:: Dataset entries

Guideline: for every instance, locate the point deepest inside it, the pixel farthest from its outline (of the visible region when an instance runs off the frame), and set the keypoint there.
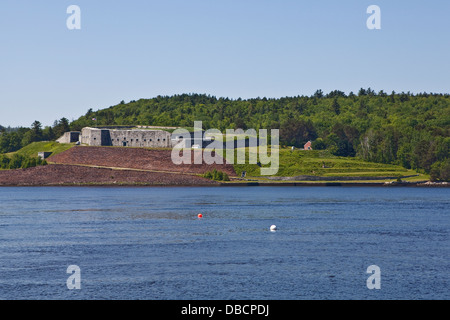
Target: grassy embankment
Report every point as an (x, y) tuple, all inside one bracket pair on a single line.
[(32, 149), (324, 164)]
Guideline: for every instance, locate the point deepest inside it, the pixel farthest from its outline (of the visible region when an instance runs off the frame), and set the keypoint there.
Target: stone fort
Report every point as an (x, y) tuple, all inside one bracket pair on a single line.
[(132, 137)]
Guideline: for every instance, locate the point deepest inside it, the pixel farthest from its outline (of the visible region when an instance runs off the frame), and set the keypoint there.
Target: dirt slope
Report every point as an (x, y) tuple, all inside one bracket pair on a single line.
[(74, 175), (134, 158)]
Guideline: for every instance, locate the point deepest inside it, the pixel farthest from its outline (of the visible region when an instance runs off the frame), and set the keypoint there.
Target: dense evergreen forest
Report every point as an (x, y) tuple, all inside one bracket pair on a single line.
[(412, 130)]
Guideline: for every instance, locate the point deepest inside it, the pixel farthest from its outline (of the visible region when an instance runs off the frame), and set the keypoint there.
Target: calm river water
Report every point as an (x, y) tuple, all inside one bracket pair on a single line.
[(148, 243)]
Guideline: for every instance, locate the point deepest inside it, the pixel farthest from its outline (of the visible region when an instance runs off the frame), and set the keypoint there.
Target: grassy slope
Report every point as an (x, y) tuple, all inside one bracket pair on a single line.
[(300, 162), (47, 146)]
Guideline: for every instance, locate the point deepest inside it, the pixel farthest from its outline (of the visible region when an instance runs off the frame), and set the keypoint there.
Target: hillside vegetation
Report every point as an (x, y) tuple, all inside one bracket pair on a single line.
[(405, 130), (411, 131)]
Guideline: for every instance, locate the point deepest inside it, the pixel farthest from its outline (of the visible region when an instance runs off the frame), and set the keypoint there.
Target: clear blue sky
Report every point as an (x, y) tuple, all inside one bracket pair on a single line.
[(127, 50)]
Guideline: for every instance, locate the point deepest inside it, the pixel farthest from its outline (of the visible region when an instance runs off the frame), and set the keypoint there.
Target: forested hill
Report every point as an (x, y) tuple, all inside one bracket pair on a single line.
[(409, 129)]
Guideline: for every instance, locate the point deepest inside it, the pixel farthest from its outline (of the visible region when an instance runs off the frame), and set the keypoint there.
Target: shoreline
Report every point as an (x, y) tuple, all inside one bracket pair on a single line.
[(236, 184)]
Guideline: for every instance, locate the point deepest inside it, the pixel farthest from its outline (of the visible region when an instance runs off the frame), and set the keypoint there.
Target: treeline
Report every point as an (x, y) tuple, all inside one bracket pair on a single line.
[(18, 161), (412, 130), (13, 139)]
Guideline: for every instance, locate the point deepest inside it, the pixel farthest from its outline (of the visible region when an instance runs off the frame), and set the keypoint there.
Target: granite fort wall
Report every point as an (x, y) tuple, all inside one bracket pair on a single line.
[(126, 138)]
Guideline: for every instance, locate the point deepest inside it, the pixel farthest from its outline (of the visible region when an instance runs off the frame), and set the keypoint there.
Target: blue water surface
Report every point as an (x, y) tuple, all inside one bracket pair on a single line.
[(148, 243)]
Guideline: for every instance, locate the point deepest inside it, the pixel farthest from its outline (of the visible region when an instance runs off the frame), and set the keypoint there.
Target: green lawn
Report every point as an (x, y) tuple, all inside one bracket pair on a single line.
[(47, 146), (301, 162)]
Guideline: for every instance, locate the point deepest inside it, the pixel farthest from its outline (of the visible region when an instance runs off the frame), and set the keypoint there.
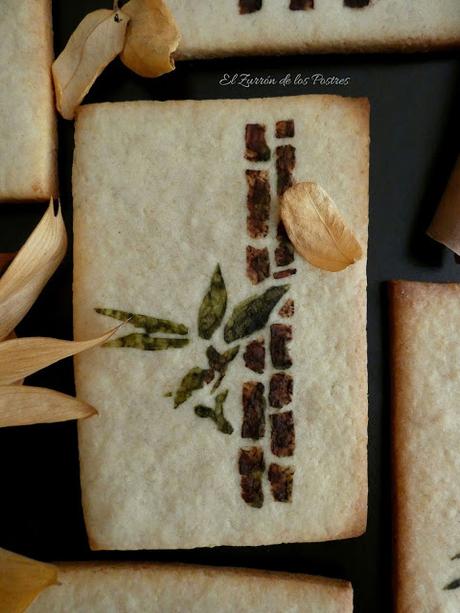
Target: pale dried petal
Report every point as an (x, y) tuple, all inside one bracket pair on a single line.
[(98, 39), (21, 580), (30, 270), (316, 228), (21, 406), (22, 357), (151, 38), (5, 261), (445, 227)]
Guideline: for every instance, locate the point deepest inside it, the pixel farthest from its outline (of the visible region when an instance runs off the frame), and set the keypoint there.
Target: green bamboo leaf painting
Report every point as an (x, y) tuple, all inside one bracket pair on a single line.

::::

Each entry above is to be written out again unchanged, apart from the pictures, which are left out.

• **Reply to the exercise**:
Guideline: for every instance, locate the point deepest inside it, the pixel farthest from its outline (of the visible region when an instance runs off the frame), and set the keypoint there.
Target: grassy embankment
Report every point as an (x, y) tuple, all inside one bracket pair on a single line.
[(32, 149), (324, 164)]
Guideline: for every instance, locate the point deepest inside it, the pixel farthest from its outline (of the visible region when an instance runs off the frame), and set the keypoint there.
Target: stone fort
Report every point as an (x, y) tuple, all inside one bracket pair on a single line.
[(132, 137)]
Guideline: for every instance, locate the point deepest inside it, the pixel farthest from its outline (of the visible region when an instance runs off the frame), and set the keypoint there.
Target: dirt slope
Report every point as an (x, y) tuple, all inside one bracket pair on a single line.
[(74, 175), (134, 158)]
Guideline: for every instance, locate the point deepest inside it, the pixel farthest from its outline (of the visible region when an instance runs off the frame), and set the keypoint there.
Target: dense evergreen forest
Report every point as an (x, y) tuple, all inside one bracket pair on a single line.
[(412, 130)]
Guideline: for every instance, locate the point deepest inside it, the pixel farthest from its outline (of the visible region when an instance runs off the frame), and set the keypoint there.
Target: calm river water
Report every point as an (x, y) tuple, all inside one bracket pair on a single line.
[(148, 243)]
Guideline: for every instance, locate the point deepest inside it, the pixel farthest from its outline (of the visible region when an instance runs off the frame), and set the keypoint there.
Target: grassy slope
Report every point as an (x, y) tuple, all inside one bracket pair on a single line.
[(300, 162), (47, 146)]
Guideline: for every instance, locate the point deepest inside it, the pixel farthest from its outline (of the visible region when an instance runs off the frame), and set the keypoint there.
Target: hillside vegetation
Report every point as an (x, y) tuple, all inside one bracket pair on a single line.
[(405, 130), (411, 131)]
Guideline: for every instance, locate the point deepest inside it, the pixel farthest from its outline (of the visible region when an instance runs off the frame), and set the keypoint there.
Target: clear blue sky
Report every point as an (x, y) tuple, all inside one bracket pair on a single line.
[(127, 50)]
Guideline: for every instance, locate the point deepest inside it, the pixel farthest from its outline (of the visible region when an instance runs off the frame), and set the keypoint there.
Target: forested hill
Report every point as an (x, y) tuple, all inside one bracket pair on a single line.
[(409, 129)]
Guideline: for every instance, locate the point deepest inside it, the pixel farthest from its outline (of the visible region when an instance runs off the frame), and set the keypoint there.
Target: shoreline
Report every point as an (x, y) tuple, all inside one bracket pair on a single line.
[(236, 184)]
Guideline: for every instance, locate the point deepest inside it, the pixel farthest from its outline (of the visible region when an instance runs off the frame), and set the keypoint there.
Target: treeline
Report every point as an (x, y) tuple, all inside one bracket pair on a single line.
[(18, 161), (412, 130), (13, 139)]
Guideline: for every instance, locate the point deepest inside it, the pixel farthest from its outline (of the visible region when an instance runs off the frame), and set the keypoint there.
Target: granite fort wall
Report every point as an (x, y) tuple, all inside one bracket pair on a single line.
[(126, 138)]
Guideline: for every instance, locate the point deepest inside it, the pixel farthest from its outline (of the visible region when an instance runs off the frame), and set the keypoint there.
Target: blue water surface
Report every point as an (x, y) tuple, all inside one bracket pair on a single line.
[(148, 243)]
Guideline: for every instance, locate the point deepest inside it, the pixel farthest from its outline (of the visible region when an instance runs off the frame), and set the keypoint there.
Target: green lawn
Report every point as an (x, y) tuple, all inside one bracket pair on a single line.
[(47, 146), (301, 162)]
Guideline: for every instance, locate the point deepest inside it, the pixel farthest from its outline (of the visible region when an instance runs off the frame), and set the keypoint there.
Target: pale dried petal
Report every point as an (x, y) tuple, all inside one bracket pair on a single line.
[(98, 39), (21, 580), (30, 270), (316, 228), (21, 406), (22, 357), (151, 38), (5, 261), (445, 227)]
Guideline: for every instance, locate the point deepest inside it, the pixel farthest from its outline (of the visible region when an instance runs off the frame), and set the keypoint there.
Target: green bamboo leaf painting
Report every point as an (x, y) tuple, all inside one bracket pair on a single line.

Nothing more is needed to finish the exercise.